Page excerpt →
>>
Design Thinking in Healthcare
Great advances in healthcare through Design Thinking
The health field has undergone major changes over the last decades, especially by technological advances achieved during these last years. This evolution has improved diagnostic procedures and surgeries, the manufacture of pharmaceutical products, health strategies promotion and disease prevention.
Despite the many benefits that these advances represent, the practice of medicine has become more complex because have to take into account factors that previously were not counted, such as the patient experience. Nowadays big steps are being made in Spain, for instance, this year we visited Madrid to celebrate the First Congress of Patient Experience, and in September the Expatient Barcelona Congress will take place in Barcelona which will cover the same topic.
That is why speaking about health not only involves talking about diseases but also and especially, talking about people and experiences. Although the health system still has much to improve, strategies and thoughts on how we should improve health, from sanitary management to the medical development teams and devices for patients, and put the focus on people. And if there are any professionals who have been dealing with people and their needs, those are the designers.
<<
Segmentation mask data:
>>
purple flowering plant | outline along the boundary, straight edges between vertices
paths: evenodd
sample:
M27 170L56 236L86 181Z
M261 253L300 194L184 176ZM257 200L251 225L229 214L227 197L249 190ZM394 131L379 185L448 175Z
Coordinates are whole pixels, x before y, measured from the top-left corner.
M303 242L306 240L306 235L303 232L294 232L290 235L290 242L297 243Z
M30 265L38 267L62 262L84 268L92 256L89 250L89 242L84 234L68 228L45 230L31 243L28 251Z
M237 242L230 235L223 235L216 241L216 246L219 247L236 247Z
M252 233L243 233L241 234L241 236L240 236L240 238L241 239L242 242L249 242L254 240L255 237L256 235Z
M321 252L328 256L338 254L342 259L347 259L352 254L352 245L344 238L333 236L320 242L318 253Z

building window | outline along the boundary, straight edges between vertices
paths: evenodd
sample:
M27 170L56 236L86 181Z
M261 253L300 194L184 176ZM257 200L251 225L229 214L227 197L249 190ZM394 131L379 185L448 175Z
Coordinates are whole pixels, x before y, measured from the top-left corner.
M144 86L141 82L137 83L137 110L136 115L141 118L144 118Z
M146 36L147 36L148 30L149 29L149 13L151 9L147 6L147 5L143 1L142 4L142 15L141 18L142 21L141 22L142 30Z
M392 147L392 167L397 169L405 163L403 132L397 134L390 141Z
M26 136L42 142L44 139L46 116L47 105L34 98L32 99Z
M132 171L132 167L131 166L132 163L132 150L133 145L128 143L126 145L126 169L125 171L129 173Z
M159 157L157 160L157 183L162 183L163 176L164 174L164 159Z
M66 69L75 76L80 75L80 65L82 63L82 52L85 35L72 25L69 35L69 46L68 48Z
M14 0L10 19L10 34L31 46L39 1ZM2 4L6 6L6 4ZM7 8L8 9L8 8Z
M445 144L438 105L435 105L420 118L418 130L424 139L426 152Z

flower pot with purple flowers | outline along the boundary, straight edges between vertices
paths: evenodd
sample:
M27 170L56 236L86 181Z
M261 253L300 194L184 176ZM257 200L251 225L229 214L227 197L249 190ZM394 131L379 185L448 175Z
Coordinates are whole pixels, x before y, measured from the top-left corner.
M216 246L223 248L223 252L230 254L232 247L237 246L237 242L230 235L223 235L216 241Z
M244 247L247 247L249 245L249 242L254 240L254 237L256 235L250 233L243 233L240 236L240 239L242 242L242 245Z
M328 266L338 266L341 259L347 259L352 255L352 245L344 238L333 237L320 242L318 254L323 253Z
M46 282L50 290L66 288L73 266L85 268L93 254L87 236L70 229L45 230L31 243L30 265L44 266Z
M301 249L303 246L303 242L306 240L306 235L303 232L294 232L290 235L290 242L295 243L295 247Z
<<
Work task 1 →
Answer these from the Design Thinking in Healthcare page:
(a) What event was celebrated in Madrid this year?
(b) In what month will the Expatient Barcelona Congress take place?
(c) Which professionals does the page say have been dealing with people and their needs?
Work task 2 →
Quote the passage from the Design Thinking in Healthcare page between "Design Thinking in" and "the same topic.", inclusive.
Work task 3 →
Turn the paragraph of the Design Thinking in Healthcare page that begins "The health field has undergone" into a short bulleted list that keeps its main facts.
The records were taken from a separate source and are unrelated to the healthcare text.

Result 1 →
(a) The First Congress of Patient Experience
(b) September
(c) Designers

Result 2 →
Design Thinking in Healthcare
Great advances in healthcare through Design Thinking
The health field has undergone major changes over the last decades, especially by technological advances achieved during these last years. This evolution has improved diagnostic procedures and surgeries, the manufacture of pharmaceutical products, health strategies promotion and disease prevention.
Despite the many benefits that these advances represent, the practice of medicine has become more complex because have to take into account factors that previously were not counted, such as the patient experience. Nowadays big steps are being made in Spain, for instance, this year we visited Madrid to celebrate the First Congress of Patient Experience, and in September the Expatient Barcelona Congress will take place in Barcelona which will cover the same topic.

Result 3 →
- The health field has changed greatly over the last decades, especially through recent technological advances.
- These advances have improved:
  - diagnostic procedures and surgeries
  - the manufacture of pharmaceutical products
  - health promotion strategies and disease prevention